_TASK GOAL_
Write the listing out again, all of it, word for word.

_Pointing dataset records_
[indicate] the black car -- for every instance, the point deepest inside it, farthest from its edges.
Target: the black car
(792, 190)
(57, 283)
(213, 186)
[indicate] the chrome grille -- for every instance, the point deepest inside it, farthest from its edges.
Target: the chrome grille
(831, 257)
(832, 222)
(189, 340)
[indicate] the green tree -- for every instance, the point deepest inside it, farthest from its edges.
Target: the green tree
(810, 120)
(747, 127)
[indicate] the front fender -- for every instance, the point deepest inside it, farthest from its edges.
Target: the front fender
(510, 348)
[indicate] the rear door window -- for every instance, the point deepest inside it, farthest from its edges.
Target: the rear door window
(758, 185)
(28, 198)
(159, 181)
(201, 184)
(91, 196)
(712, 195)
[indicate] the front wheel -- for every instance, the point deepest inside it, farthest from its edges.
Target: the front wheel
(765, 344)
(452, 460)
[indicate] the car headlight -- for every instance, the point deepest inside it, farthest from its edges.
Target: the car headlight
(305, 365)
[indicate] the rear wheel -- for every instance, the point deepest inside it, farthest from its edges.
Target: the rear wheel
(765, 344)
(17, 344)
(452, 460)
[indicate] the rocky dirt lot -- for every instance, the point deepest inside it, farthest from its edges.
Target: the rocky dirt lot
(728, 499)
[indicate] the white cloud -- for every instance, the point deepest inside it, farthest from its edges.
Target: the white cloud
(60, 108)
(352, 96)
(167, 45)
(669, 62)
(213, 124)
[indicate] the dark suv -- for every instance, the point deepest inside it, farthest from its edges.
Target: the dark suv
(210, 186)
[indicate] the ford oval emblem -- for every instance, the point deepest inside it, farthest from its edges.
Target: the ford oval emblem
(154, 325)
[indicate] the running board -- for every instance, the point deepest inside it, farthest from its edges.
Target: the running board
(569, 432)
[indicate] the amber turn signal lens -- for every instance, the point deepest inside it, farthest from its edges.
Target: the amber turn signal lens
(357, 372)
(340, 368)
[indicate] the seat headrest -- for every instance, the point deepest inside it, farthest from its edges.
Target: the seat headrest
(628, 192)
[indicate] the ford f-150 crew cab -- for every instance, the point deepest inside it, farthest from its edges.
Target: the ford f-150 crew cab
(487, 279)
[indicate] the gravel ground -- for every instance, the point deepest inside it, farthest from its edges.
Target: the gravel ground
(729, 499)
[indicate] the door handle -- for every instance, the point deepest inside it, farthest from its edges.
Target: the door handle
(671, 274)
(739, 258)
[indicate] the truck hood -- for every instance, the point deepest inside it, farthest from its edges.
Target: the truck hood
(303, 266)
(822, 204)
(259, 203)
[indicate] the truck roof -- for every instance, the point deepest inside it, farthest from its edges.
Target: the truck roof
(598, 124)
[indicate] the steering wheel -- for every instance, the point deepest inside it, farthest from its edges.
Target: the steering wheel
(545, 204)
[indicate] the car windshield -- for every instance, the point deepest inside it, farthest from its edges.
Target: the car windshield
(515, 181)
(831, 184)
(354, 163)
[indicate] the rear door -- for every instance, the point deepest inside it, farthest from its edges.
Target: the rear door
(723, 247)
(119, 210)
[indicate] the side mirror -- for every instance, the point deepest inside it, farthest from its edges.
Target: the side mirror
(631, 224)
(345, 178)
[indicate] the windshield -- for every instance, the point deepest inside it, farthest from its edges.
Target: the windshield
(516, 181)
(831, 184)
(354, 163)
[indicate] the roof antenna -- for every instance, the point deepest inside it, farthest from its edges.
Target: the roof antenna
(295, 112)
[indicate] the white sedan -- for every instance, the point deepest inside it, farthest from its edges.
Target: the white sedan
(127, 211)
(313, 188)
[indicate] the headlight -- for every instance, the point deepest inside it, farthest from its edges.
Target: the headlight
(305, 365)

_CORRECT OUTPUT_
[indicate] the black car -- for every instance, the point deepest inside it, farthest from its edges.
Target: the black car
(792, 190)
(57, 283)
(213, 186)
[indicate] the chrome grille -- for every instance, the point deepest inside it, farthest from its edges.
Target: the chrome grille
(831, 257)
(832, 222)
(189, 340)
[indicate] the green tree -- for every instance, the point deepest inside it, farthest from its edges.
Target: the green tree
(810, 120)
(747, 127)
[indicate] the front fender -- for every instance, the point deepest inside it, farthest from its edges.
Target: the front fender
(510, 348)
[indicate] the rear door window -- for every instance, the point deepest inside it, farthest from its edges.
Target: the rear door window
(758, 185)
(28, 198)
(159, 181)
(201, 184)
(91, 196)
(712, 195)
[indicate] the front wheel -- for every instance, the point deepest inside it, farthest from its edges.
Target: the front wheel
(765, 344)
(452, 460)
[indicate] the car headlight -- for every instance, the point deepest inside it, farthest from its edges.
Target: the car headlight
(305, 365)
[indicate] the rear wheel -- for every instance, the point deepest inside it, farthest from its edges.
Target: the rear wheel
(765, 344)
(17, 344)
(452, 460)
[indicate] the rocky dirt lot -- for every instance, the point deepest inside it, farthest from its edges.
Target: the rocky dirt lot
(728, 499)
[indicate] the white cloud -- for every instance, the point deepest inside it, farthest from its edges.
Target: the white cloud
(60, 108)
(352, 96)
(167, 45)
(669, 62)
(213, 124)
[indicate] the dark suv -- for every instance, the point deepest inside it, farthest from its edges.
Target: the dark suv
(210, 186)
[indicate] the ford oval emblem -- for every instance, the point deepest inside it, farthest from its edges.
Target: the ford oval emblem
(154, 325)
[indicate] the running board -- for every instance, the point deepest inside it, farthest from its edges.
Target: the running board
(569, 432)
[indicate] the amber turn signal lens -- for every instance, the point deepest inside it, farthest from its edges.
Target: the amber turn signal lens
(357, 372)
(340, 368)
[indicate] the seat headrest -- for every instance, the point deepest inside it, farthest from its edges.
Target: the seat headrest
(628, 192)
[indicate] the ford f-150 crew cab -- for every instance, the point deepest inside it, farthest from its edges.
Target: the ford f-150 crew cab
(487, 279)
[indicate] the gravel ground -- for every instance, the point deepest inside it, farthest from its edges.
Target: the gravel ground
(729, 499)
[indicate] the door handle -- for every instance, the point deepest inside it, farthest from its edges.
Target: the door handle
(671, 274)
(739, 258)
[indicate] the truck hood -- for every instance, the point deepest inside it, farthest from its edges.
Target: the truck hood
(303, 266)
(822, 204)
(259, 203)
[indicate] the truck roof -- for every instance, the point deepest inside it, farthest from its edges.
Target: the truck roof
(598, 124)
[indicate] the steering wheel -- for every instance, the point deepest inside it, farthest from its edges.
Target: the steering wheel
(545, 204)
[indicate] the car windshield -- for every instance, the point deepest inside it, farthest from its edges.
Target: the car windshield
(515, 181)
(831, 184)
(354, 163)
[indicate] the rear door -- for every instance, the point deepest inside it, farthest from its edges.
Target: the rear door
(723, 247)
(119, 210)
[indicate] the side mirror -- for every instance, the point deepest inside it, farthest from its edges.
Target: the side mirror
(631, 224)
(345, 178)
[indicate] the windshield -- for every instance, the point deepest inside it, farthest from its edges.
Target: the windshield
(516, 181)
(831, 184)
(354, 163)
[indicate] the roof antenna -- for every instance, the point deepest inside it, farthest from its edges.
Target: the roof antenna
(295, 112)
[indicate] the white sedan -- for every instance, the point deepest inside it, farthest from its edges.
Target: the white sedan
(127, 211)
(313, 188)
[indicate] the headlight -- for every instance, the point deepest inside it, farthest from its edges.
Target: the headlight
(305, 365)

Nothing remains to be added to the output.